ASSIGNED TASK »
Only an exact repetition of all the entries will be accepted.

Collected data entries
****************************************

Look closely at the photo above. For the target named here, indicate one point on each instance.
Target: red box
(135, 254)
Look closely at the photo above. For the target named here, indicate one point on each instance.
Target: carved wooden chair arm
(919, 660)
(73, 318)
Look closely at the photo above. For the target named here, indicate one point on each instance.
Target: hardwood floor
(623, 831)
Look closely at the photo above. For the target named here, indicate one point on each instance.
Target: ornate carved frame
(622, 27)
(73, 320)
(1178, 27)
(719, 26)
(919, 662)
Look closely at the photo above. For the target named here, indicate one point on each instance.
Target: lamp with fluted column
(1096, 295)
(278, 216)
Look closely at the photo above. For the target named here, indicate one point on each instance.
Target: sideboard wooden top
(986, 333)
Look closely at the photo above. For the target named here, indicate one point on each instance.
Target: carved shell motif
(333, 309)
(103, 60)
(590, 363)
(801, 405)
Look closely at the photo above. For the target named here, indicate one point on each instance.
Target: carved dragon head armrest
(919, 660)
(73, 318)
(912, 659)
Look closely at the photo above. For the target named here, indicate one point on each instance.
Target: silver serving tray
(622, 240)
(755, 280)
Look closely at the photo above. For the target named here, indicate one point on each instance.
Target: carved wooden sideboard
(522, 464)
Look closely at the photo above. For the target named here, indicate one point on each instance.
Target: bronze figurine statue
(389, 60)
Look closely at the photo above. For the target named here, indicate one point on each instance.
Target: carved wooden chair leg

****************************************

SOLUTION FOR THIS TASK »
Look closely at the photo above. For the target named here, indicate one point on each instance.
Target: red box
(135, 254)
Look closely at the photo above. For the target named here, indicate one point on each instance.
Target: carved wooden chair arm
(919, 660)
(73, 318)
Look closely at the photo above. For the target named here, indicate one point on each instance.
Target: hardwood floor
(623, 831)
Look closely at the photo above. For the target named here, indicate one point on each instance.
Target: ornate carved frame
(622, 27)
(73, 320)
(1178, 27)
(719, 26)
(919, 662)
Look closely at the photo above. For the target named here, indicate one point on each instance.
Target: lamp with fluted column
(1096, 295)
(278, 216)
Look closely at the photo above. For the target named here, indicate one point on each instance.
Target: sideboard wooden top
(986, 333)
Look closely at the photo above. For the target named here, indicate one point on each instance.
Target: carved shell motif
(333, 309)
(103, 60)
(590, 363)
(801, 405)
Look closely at the photo above. For the target named here, indicate one point on each instance.
Target: carved dragon head armrest
(919, 660)
(73, 318)
(912, 659)
Look closely at the photo above. For the target named here, indicate one point on each instance.
Target: silver serving tray
(622, 240)
(755, 280)
Look closely at the photo above. For the target named here, indicate one point on each instance.
Target: carved wooden sideboard
(522, 464)
Look closely at the photo above. For the target named here, indicate one point on each instance.
Target: bronze figurine statue
(389, 60)
Look closely at the photo above. For the target named here, indicate one point on each instance.
Target: carved wooden chair leg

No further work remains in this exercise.